→ **SELECTED TEXT**
>>>

Up in smoke: the artist who lost 1000 paintings in a house fire

A self-portrait of Max Ayres with significant fire damage.
Char-oscuro … A self-portrait of Max Ayres with significant fire damage. Photograph: Angie Ryan

Max Ayres has a hole in his head. Well, his self-portrait does. He’d like to fix it, but there’s a great big gash in the canvas. As he steps into his living room, the corner of the ceiling droops down in a great triangle. The walls around him are black. He faces another self-portrait where flames have stripped away his entire body. Each wall of his modest council flat is covered with paintings – self-portraits, still lifes, some stored, some hung. Ayres has more than 1,000 in total – and most are now burnt.

“I don’t like to say the phrase ‘got on like a house on fire’ any more,” he tells me. He was relocated in February after his flat caught fire while he was in hospital, yet in late September with the threat of autumn looming, he’s still there. “This is supposed to be temporary,” he says, as he shows me around, “but it’s not temporary enough. It’s an insult to buildings.”

Ayres has never “made it” as an artist. Probably because he refuses to make any money from his works. “Never sold a painting,” he says unashamedly. “You don’t make money out of a natural ability. I don’t do it for money; I do it for art and for people. And, if I started making money, I’d have to register for income tax.”

The blaze made quick work of the art stored in Ayres’s flat: paintbrushes burned like dry straw, oil paintings melted to the walls. The results are shocking, like accidental works of Francis Bacon or details from Goya’s black paintings. One self-portrait leaves Ayres unrecognisable as it oozes with black bubbles, others have their canvases cracked and broken from the scorching heat of the fire.

Art first entered Ayres’s life at the age of eight after he walked into a field with a sketchpad and pen and drew his neighbour’s goats. He never moved away from his home town of Leigh, Greater Manchester, and never formally trained. At 72, he has never been abroad, never married and never stopped painting.

A life of bad luck has seemed to follow Ayres. His childhood was afflicted by measles, chickenpox and earaches so bad that he’d “scream his head off”. He says he “didn’t have many friends”, though he recalls one acquaintance, David, and how they’d study the moon with a telescope in his back garden. He remembers David asking if people might ever walk on the moon? “Of course not,” Ayres replied, “it’s simply not possible.”

In the 90s, he was kicked out of a library performance of Beethoven by an “ignorant sod” of a porter because he was still covered in paint from his work hours earlier. In 2003, the local press quoted him as being “livid” after Leigh Infirmary binned four paintings he’d donated – and lost 16 others. But all of these events pale in comparison with the death of his father, Joseph Ayres, when Max was just 13 – a topic he avoids if he can help it. Joseph was a master builder and member of the Royal Engineers. Ayres speaks of his father fondly, and a framed portrait of him sits by his television – the only family picture on display.

A 1992 Manchester Evening News interview tells of how Joseph’s death led to a “profound depression” that lingered until Ayres was 28, despite years of psychiatric treatment. He has suffered with intestinal problems from an early age, meaning he “didn’t have the physical resilience to do a job” – though he recounts one stint at the now-defunct Lennon’s supermarket chain. During a shift he divulged he was an artist to a co-worker, who responded by smacking Ayres’s knuckles until they were swollen before declaring: “See if you can paint after that!”

<<<

→ **PROMPT 1**
Edit the article on Max Ayres from "The blaze made" to "of the fire.", changing "Francis Bacon" to "Edvard Munch".
→ **PROMPT 2**
Carry on the article on Max Ayres from the point where it stops.

→ **INFORMATION PROVIDED**
>>>

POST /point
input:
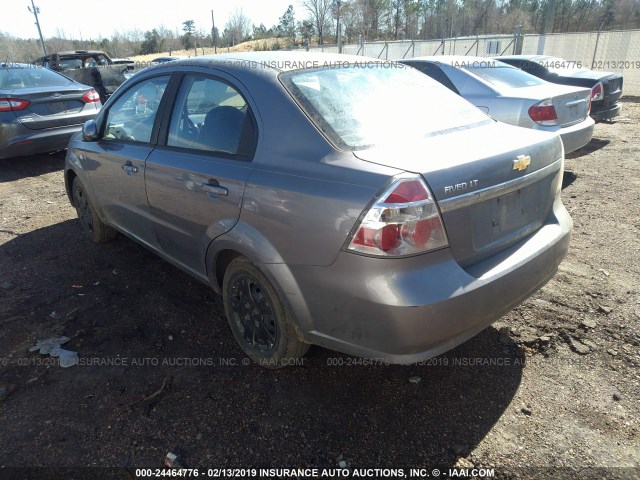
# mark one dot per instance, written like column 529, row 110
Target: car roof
column 17, row 65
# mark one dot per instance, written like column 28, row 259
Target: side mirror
column 90, row 131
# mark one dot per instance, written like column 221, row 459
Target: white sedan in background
column 515, row 97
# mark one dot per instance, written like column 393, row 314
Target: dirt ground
column 550, row 391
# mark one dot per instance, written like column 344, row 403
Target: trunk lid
column 53, row 107
column 489, row 195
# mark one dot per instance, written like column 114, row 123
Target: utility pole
column 35, row 12
column 213, row 34
column 338, row 32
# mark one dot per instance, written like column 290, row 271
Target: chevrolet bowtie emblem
column 521, row 162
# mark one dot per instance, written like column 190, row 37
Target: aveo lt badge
column 521, row 162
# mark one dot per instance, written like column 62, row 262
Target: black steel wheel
column 92, row 226
column 258, row 319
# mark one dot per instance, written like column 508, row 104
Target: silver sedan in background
column 40, row 109
column 330, row 199
column 513, row 96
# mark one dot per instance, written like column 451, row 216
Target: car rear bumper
column 605, row 112
column 407, row 310
column 21, row 141
column 577, row 136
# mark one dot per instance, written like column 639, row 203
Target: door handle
column 214, row 189
column 129, row 168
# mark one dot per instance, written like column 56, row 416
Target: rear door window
column 434, row 72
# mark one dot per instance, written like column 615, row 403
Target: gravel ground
column 550, row 391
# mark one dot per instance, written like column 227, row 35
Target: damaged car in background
column 332, row 200
column 40, row 110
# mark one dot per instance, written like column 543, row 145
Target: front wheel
column 260, row 322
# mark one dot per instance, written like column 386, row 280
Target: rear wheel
column 93, row 227
column 260, row 322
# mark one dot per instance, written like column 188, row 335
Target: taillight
column 13, row 104
column 91, row 96
column 544, row 113
column 597, row 92
column 404, row 220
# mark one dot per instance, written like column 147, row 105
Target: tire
column 260, row 322
column 93, row 227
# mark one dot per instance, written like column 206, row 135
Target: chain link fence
column 616, row 51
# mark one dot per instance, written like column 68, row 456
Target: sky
column 80, row 19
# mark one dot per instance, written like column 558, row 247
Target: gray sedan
column 515, row 97
column 40, row 110
column 330, row 200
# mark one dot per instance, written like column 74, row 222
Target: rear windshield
column 358, row 106
column 502, row 75
column 27, row 77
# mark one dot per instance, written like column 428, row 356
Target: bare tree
column 320, row 11
column 238, row 27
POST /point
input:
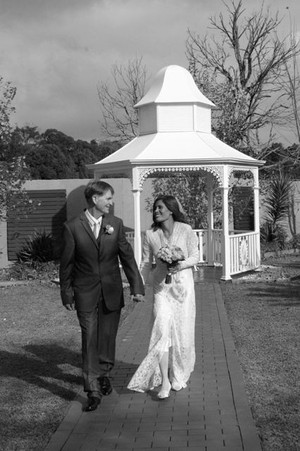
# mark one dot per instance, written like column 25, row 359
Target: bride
column 171, row 354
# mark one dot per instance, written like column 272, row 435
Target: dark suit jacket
column 89, row 265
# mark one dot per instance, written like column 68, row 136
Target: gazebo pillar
column 210, row 220
column 136, row 190
column 256, row 212
column 225, row 237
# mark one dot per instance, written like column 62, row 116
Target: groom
column 91, row 283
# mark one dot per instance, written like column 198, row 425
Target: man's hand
column 138, row 298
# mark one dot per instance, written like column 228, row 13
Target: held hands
column 175, row 269
column 138, row 298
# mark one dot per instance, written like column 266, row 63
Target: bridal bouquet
column 170, row 255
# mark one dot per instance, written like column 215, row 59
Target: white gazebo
column 175, row 136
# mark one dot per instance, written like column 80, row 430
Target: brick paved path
column 211, row 414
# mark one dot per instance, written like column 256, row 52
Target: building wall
column 123, row 203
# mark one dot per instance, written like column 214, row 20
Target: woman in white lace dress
column 171, row 354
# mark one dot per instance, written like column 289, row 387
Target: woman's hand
column 175, row 269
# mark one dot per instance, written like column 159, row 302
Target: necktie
column 96, row 229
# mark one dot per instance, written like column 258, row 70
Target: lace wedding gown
column 173, row 310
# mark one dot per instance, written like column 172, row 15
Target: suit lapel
column 87, row 227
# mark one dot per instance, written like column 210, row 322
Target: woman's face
column 160, row 212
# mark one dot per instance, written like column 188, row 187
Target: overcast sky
column 57, row 51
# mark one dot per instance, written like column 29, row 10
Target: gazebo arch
column 175, row 136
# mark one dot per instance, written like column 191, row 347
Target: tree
column 120, row 120
column 12, row 168
column 240, row 72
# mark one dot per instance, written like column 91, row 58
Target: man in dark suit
column 91, row 283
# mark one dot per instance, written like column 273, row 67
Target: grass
column 40, row 360
column 40, row 364
column 265, row 321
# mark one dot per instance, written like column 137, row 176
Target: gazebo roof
column 179, row 132
column 173, row 84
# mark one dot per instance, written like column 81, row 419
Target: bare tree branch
column 117, row 100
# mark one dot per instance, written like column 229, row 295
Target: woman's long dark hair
column 172, row 204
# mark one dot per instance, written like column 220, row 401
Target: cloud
column 56, row 51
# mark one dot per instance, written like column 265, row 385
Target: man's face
column 103, row 203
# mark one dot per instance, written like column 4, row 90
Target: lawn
column 264, row 316
column 40, row 360
column 40, row 364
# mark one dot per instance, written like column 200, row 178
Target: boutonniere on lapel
column 108, row 229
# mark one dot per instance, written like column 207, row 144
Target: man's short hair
column 97, row 187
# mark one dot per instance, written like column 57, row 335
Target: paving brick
column 211, row 414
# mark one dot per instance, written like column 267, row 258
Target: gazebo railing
column 243, row 252
column 243, row 249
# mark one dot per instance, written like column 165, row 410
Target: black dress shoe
column 93, row 403
column 105, row 385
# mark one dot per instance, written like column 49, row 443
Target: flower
column 109, row 229
column 170, row 255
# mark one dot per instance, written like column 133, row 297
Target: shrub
column 37, row 249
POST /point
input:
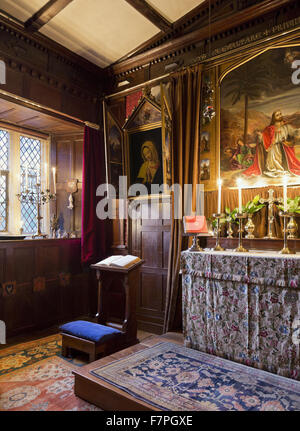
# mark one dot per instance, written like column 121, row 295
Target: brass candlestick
column 218, row 246
column 241, row 217
column 39, row 198
column 285, row 249
column 195, row 246
column 292, row 228
column 250, row 227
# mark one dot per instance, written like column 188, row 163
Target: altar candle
column 219, row 195
column 284, row 194
column 26, row 177
column 46, row 174
column 239, row 183
column 54, row 180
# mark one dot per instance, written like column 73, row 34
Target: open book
column 120, row 261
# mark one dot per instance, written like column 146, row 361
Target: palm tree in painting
column 248, row 82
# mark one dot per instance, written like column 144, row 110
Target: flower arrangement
column 293, row 205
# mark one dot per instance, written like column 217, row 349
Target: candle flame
column 239, row 182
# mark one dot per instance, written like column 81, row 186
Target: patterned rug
column 22, row 355
column 173, row 377
column 33, row 377
column 47, row 385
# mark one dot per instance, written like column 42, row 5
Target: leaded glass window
column 4, row 145
column 30, row 168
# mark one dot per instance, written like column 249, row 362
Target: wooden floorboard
column 107, row 396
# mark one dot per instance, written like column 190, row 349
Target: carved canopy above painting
column 147, row 141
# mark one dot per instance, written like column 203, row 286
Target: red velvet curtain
column 93, row 236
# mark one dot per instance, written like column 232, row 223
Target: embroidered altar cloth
column 243, row 307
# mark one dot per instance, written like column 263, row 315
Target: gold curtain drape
column 260, row 219
column 185, row 92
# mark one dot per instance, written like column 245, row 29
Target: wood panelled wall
column 41, row 284
column 149, row 238
column 66, row 155
column 44, row 72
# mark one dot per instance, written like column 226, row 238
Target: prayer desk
column 128, row 278
column 243, row 307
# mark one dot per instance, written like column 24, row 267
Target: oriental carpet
column 47, row 385
column 34, row 378
column 172, row 377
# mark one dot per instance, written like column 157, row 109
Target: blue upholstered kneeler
column 88, row 337
column 89, row 331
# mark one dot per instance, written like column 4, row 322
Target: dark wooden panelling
column 23, row 260
column 46, row 73
column 63, row 291
column 2, row 265
column 150, row 293
column 50, row 260
column 149, row 239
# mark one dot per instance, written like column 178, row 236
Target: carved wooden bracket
column 9, row 288
column 39, row 284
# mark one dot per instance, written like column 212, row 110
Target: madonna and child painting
column 145, row 154
column 260, row 121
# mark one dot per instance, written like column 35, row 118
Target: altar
column 243, row 307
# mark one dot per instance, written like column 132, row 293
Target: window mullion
column 14, row 208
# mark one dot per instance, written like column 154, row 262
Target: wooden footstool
column 87, row 337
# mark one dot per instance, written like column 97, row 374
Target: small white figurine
column 71, row 200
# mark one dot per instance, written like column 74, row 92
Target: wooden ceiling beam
column 151, row 14
column 196, row 36
column 45, row 14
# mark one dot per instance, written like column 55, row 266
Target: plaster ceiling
column 101, row 31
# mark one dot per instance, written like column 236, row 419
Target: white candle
column 54, row 180
column 284, row 194
column 46, row 175
column 239, row 183
column 26, row 177
column 219, row 195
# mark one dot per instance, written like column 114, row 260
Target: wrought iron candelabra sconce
column 38, row 198
column 241, row 217
column 218, row 217
column 288, row 228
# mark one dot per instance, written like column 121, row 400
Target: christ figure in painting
column 275, row 153
column 150, row 171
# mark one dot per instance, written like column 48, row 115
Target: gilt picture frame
column 144, row 147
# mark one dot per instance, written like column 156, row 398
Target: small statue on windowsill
column 54, row 226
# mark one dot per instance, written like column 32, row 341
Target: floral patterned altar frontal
column 242, row 307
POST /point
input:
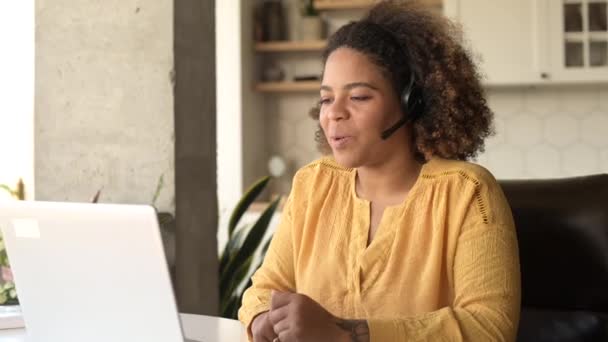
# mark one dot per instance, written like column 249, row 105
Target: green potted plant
column 8, row 293
column 238, row 260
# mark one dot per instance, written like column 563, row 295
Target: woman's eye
column 324, row 100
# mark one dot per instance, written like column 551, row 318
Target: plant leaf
column 8, row 189
column 250, row 195
column 252, row 242
column 231, row 248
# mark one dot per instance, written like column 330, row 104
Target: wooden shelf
column 342, row 4
column 288, row 87
column 360, row 4
column 288, row 46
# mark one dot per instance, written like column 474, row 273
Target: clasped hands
column 296, row 317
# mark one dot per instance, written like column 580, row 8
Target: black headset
column 410, row 97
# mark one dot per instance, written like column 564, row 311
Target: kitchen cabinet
column 535, row 41
column 503, row 36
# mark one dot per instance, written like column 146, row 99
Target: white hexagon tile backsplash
column 548, row 132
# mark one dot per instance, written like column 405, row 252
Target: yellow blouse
column 442, row 266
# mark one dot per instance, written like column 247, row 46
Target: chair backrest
column 562, row 227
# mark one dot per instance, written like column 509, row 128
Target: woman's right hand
column 261, row 328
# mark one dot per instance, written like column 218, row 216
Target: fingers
column 262, row 329
column 279, row 299
column 278, row 315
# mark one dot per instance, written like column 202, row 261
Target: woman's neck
column 389, row 181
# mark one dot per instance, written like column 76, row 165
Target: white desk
column 196, row 327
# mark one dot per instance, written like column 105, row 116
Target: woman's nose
column 337, row 110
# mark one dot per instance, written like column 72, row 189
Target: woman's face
column 357, row 104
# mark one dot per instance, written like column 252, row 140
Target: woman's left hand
column 297, row 317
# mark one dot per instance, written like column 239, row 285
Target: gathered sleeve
column 275, row 273
column 487, row 289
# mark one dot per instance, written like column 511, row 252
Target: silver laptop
column 90, row 272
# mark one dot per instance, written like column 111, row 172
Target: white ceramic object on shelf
column 311, row 28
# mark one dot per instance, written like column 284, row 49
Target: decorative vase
column 311, row 28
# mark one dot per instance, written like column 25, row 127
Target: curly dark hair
column 455, row 118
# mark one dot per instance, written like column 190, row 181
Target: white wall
column 104, row 100
column 17, row 89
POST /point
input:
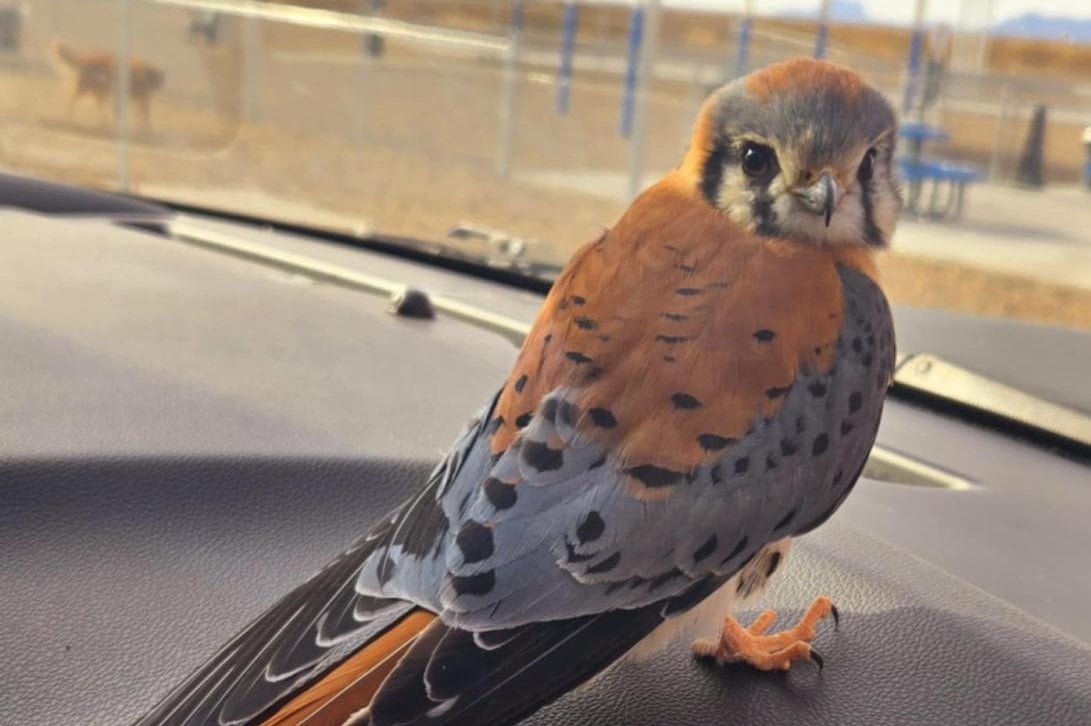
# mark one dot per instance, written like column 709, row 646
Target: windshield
column 518, row 130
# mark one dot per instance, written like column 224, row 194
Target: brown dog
column 95, row 73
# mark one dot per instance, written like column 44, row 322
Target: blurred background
column 516, row 130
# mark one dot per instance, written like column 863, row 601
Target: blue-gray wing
column 550, row 531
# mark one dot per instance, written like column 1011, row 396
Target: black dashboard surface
column 184, row 436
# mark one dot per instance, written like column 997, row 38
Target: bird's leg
column 775, row 652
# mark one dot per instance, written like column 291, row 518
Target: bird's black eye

<<<

→ **RESPONSE AREA 1**
The blaze made quick work of the art stored in Ayres’s flat: paintbrushes burned like dry straw, oil paintings melted to the walls. The results are shocking, like accidental works of Edvard Munch or details from Goya’s black paintings. One self-portrait leaves Ayres unrecognisable as it oozes with black bubbles, others have their canvases cracked and broken from the scorching heat of the fire.

→ **RESPONSE AREA 2**
Ayres did paint after that, and in abundance. “Haphazard and casual” is how he describes his output. He may not have had a career, but his work ethic is something to behold. During his younger years he spent countless hours outdoors, painting the many mills and pits across historical Lancashire. His health left him in agony for days at a time, but he’d still relentlessly march out and paint the region’s doomed industrial buildings, capturing them before diggers and men in hi-vis jackets took them apart.

You get the sense Ayres sees his industrial paintings as his true life’s work. Sitting in his armchair, surrounded by brushes and tobacco smoke, he waxes lyrical for some time about the Mayor and Mayoress, two sleeping giant engines that he’d like to paint one day, housed in the renovated Spinners Mill nearby. Cruelly, he was supposed to exhibit his collection there a month before the fire.

“I always wanted to achieve more,” he says. “I always felt I’d underachieved. Because I never learned to drive, I was reliant on other people. I would’ve liked to have gone to the industrial places, but that wasn’t their idea of a holiday.” He had to stop painting industrial buildings in 2013 when he became house-bound. Unable to explore the outside world, he turned to painting himself and the shopping his carers brought him.

Back in December of last year, Ayres found himself stuck in his bathroom, stricken with extreme pneumonia. “I probably would’ve died,” he says. His carers had him sent to hospital and not long later he got the call about the fire.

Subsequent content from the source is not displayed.